▶ _HOW TO COMPLETE THIS TASK_
Transcribe, without any alteration, only the lines that begin at the line containing "[mark] the condiment" and run to the last line below.

START DATA LISTING

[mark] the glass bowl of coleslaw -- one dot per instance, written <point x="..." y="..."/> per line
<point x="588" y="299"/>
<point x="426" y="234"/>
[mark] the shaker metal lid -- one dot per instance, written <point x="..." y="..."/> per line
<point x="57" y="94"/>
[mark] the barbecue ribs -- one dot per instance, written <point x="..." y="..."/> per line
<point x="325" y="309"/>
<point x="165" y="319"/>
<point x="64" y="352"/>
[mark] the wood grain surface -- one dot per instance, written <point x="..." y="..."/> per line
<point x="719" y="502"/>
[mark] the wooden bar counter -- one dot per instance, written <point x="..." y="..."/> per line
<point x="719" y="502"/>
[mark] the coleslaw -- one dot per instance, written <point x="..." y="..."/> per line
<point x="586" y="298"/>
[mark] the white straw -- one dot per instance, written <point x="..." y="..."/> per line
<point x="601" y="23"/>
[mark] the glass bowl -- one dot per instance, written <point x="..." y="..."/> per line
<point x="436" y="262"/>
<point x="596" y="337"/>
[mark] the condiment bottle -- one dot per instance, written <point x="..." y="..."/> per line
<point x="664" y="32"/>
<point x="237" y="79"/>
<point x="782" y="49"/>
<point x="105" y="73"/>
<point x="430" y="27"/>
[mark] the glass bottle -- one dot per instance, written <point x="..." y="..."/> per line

END DATA LISTING

▶ _ANSWER SPACE_
[mark] the condiment bottle -- one dot per instance, written <point x="..." y="..."/> per line
<point x="664" y="32"/>
<point x="237" y="79"/>
<point x="782" y="49"/>
<point x="105" y="73"/>
<point x="430" y="27"/>
[mark] the glass bottle -- one dot per instance, written <point x="..." y="..."/> per line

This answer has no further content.